Task details:
Please print exactly the lines running from the one that contains "target | autumn tree canopy" to the end of the data, with both lines included.

Excerpted records:
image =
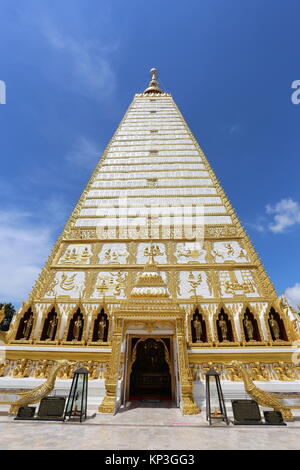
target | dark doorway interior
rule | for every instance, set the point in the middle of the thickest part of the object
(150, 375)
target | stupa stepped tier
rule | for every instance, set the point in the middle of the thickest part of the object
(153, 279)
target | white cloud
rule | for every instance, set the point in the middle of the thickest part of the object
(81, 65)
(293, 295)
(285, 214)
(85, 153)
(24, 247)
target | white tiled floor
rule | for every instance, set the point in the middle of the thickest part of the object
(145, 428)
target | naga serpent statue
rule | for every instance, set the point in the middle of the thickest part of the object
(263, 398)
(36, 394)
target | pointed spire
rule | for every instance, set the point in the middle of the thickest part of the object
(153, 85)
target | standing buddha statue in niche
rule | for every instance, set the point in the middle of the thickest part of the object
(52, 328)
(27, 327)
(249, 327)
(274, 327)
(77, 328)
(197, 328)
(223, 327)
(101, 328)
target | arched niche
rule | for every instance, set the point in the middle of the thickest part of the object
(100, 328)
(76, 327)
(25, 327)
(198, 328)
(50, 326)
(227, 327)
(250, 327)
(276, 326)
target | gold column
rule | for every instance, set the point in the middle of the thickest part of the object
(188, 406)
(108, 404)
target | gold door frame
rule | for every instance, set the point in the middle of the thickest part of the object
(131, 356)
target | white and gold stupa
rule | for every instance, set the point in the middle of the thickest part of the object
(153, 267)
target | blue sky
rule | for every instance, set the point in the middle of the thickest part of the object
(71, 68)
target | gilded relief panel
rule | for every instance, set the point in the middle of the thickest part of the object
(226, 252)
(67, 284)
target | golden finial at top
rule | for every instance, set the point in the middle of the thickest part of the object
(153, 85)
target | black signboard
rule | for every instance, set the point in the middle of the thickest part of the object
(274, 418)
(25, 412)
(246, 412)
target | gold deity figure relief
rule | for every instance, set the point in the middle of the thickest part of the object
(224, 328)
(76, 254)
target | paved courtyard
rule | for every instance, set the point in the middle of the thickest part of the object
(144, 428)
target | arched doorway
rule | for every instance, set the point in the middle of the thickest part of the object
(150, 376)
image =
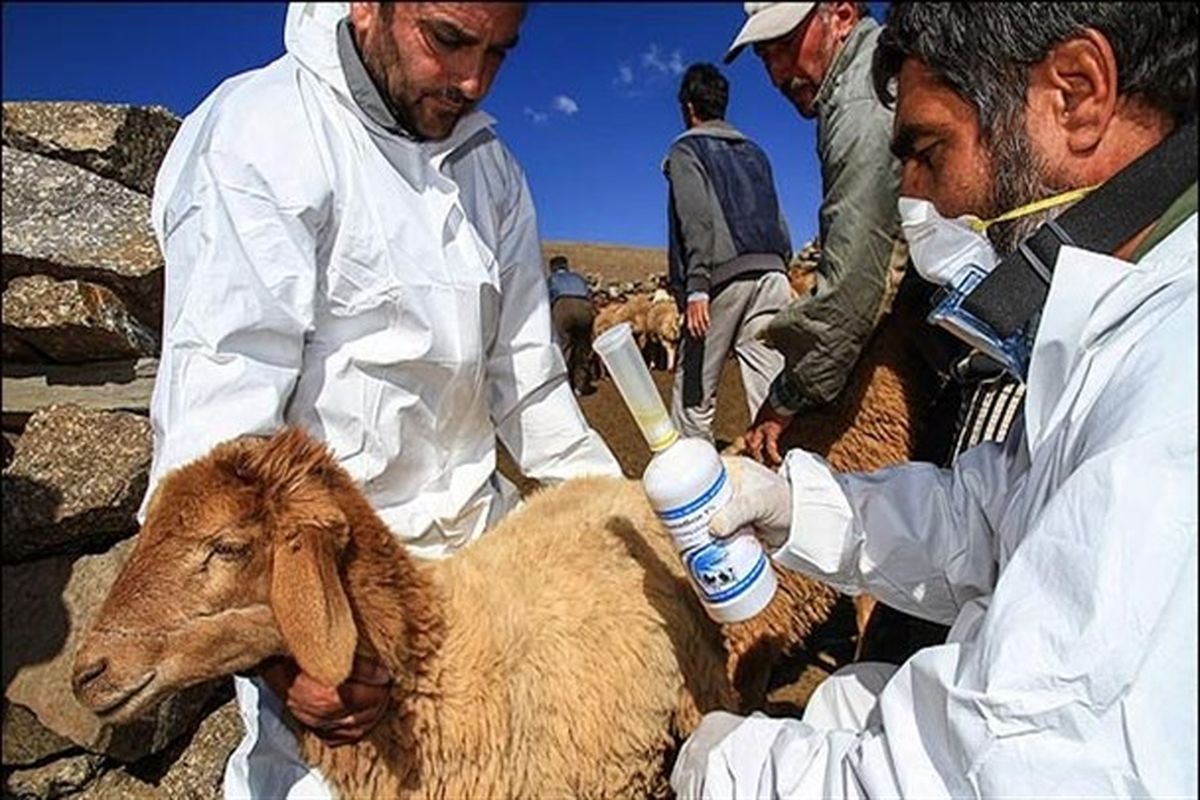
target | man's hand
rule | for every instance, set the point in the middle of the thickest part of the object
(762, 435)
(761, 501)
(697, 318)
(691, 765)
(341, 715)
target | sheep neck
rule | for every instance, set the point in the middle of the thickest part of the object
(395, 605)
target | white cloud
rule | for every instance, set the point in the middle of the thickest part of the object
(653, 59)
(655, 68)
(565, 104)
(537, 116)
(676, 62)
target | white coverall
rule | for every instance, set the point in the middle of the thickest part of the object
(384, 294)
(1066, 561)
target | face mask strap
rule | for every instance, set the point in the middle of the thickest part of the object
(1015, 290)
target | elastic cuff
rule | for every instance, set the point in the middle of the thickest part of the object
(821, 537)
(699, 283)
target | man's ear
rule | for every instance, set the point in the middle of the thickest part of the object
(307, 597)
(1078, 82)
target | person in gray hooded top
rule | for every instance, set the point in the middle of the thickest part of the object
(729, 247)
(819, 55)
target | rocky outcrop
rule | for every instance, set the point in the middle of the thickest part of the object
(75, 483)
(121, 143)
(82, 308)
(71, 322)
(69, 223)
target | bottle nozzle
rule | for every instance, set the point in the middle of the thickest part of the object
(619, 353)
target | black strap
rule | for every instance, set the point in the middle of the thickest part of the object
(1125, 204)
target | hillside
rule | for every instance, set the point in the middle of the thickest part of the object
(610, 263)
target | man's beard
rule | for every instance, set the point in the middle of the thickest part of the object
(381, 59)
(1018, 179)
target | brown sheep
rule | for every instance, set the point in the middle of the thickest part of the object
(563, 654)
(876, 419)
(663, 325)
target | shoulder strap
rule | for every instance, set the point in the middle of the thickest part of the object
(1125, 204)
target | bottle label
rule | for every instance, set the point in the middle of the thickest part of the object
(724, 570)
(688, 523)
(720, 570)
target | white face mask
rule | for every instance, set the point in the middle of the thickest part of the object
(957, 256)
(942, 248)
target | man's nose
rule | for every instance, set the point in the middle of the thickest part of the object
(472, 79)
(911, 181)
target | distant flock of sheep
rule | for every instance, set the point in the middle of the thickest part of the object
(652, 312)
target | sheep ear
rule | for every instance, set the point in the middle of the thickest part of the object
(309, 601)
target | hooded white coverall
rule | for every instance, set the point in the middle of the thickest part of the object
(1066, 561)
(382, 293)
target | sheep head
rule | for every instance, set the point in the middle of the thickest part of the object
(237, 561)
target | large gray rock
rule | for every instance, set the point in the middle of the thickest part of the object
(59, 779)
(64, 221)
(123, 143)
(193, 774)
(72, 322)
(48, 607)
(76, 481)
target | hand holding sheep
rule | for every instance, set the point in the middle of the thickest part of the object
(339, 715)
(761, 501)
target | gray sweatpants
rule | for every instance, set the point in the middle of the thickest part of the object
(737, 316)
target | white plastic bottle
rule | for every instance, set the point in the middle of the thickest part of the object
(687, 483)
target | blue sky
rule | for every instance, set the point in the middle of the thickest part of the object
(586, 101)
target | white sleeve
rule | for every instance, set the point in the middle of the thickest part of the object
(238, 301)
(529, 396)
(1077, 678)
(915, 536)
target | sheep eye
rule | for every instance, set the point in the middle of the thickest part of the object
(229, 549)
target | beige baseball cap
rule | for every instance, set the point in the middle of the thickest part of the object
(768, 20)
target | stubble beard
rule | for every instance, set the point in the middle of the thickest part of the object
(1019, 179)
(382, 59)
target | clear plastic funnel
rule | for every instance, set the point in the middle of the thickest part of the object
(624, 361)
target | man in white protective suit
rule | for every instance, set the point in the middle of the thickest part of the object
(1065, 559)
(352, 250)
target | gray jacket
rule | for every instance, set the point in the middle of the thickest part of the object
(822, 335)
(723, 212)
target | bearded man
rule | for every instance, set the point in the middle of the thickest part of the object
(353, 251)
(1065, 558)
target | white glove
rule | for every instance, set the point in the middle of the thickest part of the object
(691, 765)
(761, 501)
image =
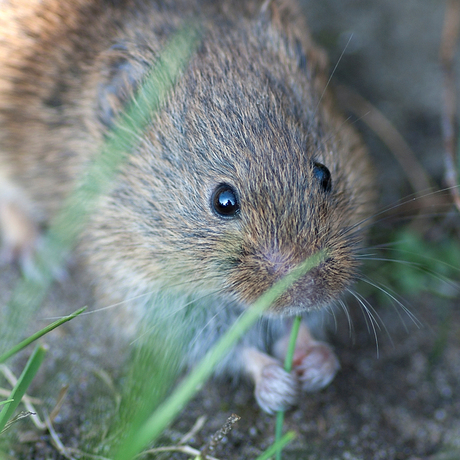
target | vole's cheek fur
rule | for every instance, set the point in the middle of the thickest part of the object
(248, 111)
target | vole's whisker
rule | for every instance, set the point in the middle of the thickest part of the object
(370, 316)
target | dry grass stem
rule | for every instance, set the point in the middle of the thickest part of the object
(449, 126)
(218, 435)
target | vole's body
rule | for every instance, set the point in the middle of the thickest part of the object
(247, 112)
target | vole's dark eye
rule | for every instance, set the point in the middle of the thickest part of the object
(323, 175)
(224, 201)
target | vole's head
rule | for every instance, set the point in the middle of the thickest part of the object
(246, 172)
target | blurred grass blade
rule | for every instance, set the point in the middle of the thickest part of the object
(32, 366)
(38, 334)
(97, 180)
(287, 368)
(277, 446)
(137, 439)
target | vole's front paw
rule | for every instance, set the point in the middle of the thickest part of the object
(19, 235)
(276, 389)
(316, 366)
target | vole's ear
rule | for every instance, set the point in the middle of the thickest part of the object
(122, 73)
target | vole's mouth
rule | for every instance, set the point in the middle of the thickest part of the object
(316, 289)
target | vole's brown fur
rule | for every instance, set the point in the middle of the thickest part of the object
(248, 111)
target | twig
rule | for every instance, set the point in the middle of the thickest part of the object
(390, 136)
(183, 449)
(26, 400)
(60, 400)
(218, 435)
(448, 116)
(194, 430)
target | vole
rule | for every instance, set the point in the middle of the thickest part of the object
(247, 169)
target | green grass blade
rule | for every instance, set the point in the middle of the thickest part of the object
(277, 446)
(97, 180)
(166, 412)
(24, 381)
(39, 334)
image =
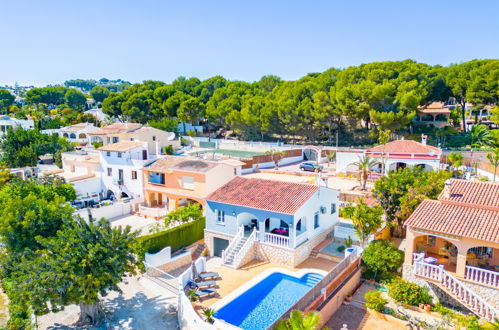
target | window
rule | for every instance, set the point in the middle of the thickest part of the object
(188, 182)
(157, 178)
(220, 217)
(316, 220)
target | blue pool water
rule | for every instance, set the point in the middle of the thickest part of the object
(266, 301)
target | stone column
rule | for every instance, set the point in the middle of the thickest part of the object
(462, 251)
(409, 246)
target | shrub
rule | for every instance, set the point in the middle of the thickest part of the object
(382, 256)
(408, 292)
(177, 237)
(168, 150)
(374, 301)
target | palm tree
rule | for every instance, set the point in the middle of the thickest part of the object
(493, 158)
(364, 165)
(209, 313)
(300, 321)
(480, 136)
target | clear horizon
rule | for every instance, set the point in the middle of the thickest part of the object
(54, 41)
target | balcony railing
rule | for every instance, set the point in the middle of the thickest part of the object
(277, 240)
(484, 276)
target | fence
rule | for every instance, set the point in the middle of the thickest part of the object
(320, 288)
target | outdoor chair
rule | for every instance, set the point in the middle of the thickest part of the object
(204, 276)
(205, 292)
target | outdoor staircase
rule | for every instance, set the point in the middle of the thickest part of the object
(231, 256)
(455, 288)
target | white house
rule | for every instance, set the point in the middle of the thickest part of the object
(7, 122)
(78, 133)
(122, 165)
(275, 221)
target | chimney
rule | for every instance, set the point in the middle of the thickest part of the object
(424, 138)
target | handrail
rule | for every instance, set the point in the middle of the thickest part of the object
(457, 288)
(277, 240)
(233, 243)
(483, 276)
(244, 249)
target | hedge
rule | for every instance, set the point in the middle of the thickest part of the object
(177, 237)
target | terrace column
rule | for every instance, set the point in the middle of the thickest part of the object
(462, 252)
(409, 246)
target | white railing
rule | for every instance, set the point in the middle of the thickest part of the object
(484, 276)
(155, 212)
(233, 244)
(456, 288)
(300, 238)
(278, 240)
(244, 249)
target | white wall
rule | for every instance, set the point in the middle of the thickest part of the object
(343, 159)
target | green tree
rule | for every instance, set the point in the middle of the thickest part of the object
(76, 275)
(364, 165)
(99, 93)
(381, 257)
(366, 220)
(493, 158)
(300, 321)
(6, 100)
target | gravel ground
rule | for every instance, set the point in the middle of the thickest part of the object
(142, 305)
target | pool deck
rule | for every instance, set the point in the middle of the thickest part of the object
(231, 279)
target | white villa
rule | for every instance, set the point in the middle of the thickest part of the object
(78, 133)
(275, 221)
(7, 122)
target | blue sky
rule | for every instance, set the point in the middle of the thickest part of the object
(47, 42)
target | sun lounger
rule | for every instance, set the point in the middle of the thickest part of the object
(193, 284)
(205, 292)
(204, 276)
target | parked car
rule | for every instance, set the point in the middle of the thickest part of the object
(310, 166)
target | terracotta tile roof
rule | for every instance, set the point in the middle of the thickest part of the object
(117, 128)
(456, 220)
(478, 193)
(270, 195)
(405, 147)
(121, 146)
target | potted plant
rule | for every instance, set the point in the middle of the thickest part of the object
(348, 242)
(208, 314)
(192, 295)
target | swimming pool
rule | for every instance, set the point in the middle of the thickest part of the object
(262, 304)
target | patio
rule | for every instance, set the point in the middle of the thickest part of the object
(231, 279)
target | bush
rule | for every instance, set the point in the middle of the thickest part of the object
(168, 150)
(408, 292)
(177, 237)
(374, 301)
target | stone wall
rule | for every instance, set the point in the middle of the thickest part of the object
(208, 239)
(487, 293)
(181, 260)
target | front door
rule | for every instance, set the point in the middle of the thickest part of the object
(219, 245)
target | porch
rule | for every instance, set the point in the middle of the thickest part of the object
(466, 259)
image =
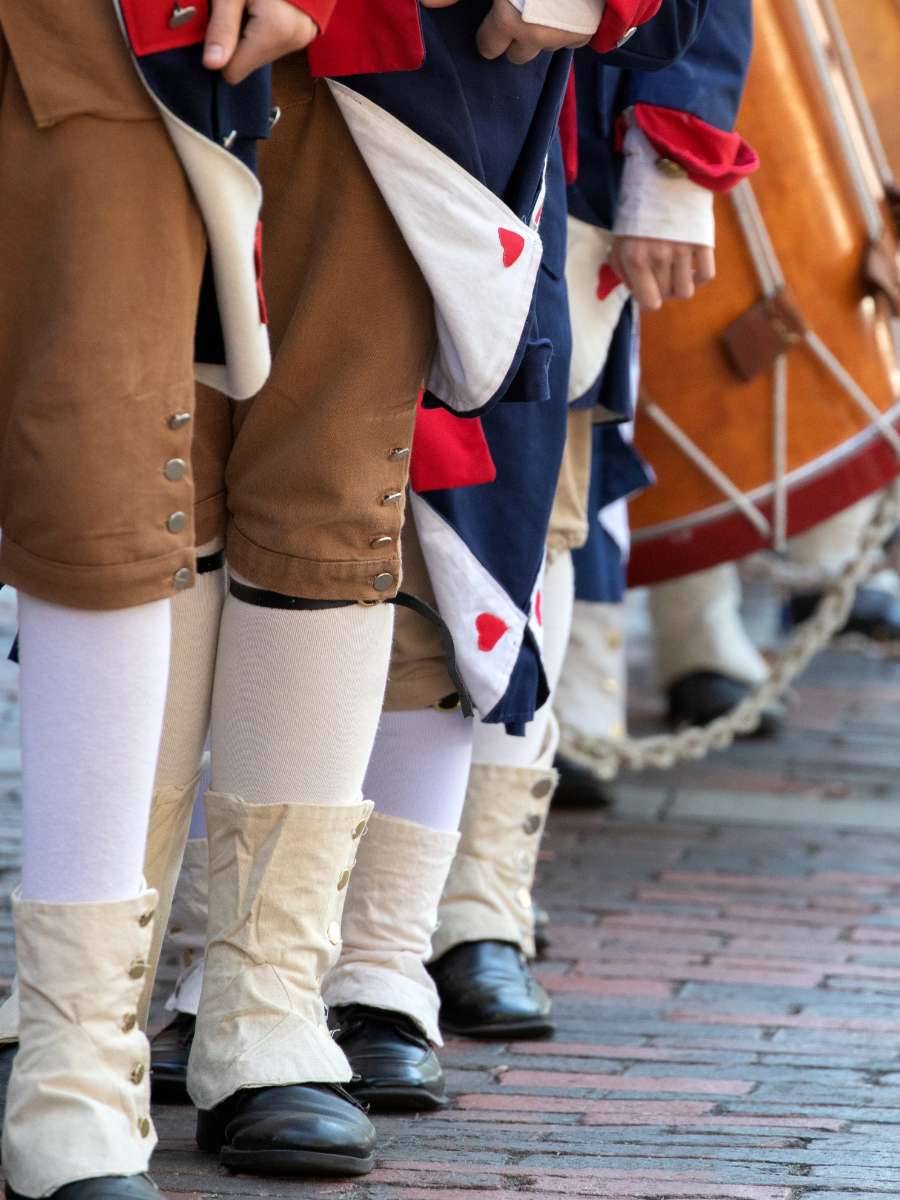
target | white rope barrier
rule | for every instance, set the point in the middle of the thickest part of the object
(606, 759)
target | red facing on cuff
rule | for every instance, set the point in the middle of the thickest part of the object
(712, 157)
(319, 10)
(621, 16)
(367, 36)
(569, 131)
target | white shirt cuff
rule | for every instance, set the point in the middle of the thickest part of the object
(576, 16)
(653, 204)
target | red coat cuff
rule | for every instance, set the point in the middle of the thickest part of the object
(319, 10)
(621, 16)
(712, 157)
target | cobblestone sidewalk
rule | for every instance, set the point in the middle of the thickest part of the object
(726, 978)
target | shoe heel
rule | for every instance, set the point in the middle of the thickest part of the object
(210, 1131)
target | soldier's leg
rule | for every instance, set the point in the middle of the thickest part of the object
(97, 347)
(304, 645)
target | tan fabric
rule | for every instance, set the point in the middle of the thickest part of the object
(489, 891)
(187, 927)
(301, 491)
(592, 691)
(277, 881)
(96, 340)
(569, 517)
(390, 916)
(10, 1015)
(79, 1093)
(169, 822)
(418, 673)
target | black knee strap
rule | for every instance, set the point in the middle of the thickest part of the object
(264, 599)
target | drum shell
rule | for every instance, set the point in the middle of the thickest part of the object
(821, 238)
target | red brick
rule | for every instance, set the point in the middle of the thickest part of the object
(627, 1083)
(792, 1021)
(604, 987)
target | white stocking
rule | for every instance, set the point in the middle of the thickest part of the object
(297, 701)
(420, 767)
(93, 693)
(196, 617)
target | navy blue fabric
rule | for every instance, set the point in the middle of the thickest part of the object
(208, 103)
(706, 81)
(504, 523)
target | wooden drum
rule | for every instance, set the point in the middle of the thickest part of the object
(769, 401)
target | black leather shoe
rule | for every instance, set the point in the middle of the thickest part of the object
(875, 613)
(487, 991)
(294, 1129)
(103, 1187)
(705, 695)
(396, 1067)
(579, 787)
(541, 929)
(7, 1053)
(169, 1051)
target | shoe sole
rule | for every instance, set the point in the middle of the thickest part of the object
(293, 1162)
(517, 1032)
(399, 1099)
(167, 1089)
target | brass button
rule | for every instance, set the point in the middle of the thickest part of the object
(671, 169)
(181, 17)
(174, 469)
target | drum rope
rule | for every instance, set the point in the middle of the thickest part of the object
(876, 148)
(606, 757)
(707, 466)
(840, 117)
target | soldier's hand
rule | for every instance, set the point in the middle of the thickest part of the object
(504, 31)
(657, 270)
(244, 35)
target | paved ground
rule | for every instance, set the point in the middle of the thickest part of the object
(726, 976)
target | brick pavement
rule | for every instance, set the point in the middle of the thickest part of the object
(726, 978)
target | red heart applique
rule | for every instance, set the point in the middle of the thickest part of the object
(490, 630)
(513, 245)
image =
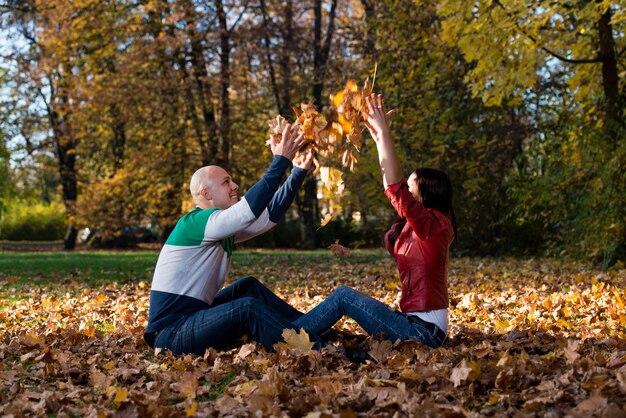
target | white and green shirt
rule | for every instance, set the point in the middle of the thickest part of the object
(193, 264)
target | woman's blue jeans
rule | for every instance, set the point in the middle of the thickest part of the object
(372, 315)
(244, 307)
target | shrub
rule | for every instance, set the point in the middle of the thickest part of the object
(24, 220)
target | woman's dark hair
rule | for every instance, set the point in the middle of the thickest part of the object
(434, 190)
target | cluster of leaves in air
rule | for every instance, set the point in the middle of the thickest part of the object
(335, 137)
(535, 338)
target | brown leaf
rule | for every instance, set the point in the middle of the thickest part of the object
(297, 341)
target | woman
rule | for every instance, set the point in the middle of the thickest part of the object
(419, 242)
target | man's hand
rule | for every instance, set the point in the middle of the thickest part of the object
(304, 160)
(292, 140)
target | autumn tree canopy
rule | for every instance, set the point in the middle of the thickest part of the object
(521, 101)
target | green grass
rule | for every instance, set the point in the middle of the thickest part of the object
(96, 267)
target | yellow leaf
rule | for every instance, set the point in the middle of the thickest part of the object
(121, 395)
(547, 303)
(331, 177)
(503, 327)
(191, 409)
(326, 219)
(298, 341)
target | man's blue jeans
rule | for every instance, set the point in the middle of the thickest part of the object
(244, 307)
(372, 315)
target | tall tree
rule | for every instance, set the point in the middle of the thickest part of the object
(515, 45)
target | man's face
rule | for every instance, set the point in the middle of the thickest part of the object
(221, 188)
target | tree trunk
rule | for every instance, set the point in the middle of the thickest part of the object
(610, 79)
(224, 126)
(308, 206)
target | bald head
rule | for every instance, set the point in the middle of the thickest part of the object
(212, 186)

Result:
target | autumn tree canopy
rule | for every instance, set the point in the middle of the thickest part of the object
(521, 101)
target | green grass
rule | for every instance, set the point in the middle of the thickest part of the object
(96, 267)
target | yellow leaf
rule | for every instance, set the point in the middle of the thickest part of the object
(121, 395)
(547, 303)
(331, 177)
(503, 327)
(191, 409)
(326, 219)
(298, 341)
target | man's blue jeans
rule | for every instance, set the point in the middle of the thickest part of the object
(244, 307)
(372, 315)
target | tall tree
rule | for every instance, set the point in the middle of the thickest part of the object
(515, 45)
target | man's face
rule | for every instance, set the point in the middle of the thickest part of the object
(221, 188)
target | tree trunk
rule | for every instance, set the point in the middle of the thickest part of the object
(610, 79)
(224, 126)
(308, 206)
target | bald head
rule | for every instance, set the point in the middle of the thickest part of the object
(212, 186)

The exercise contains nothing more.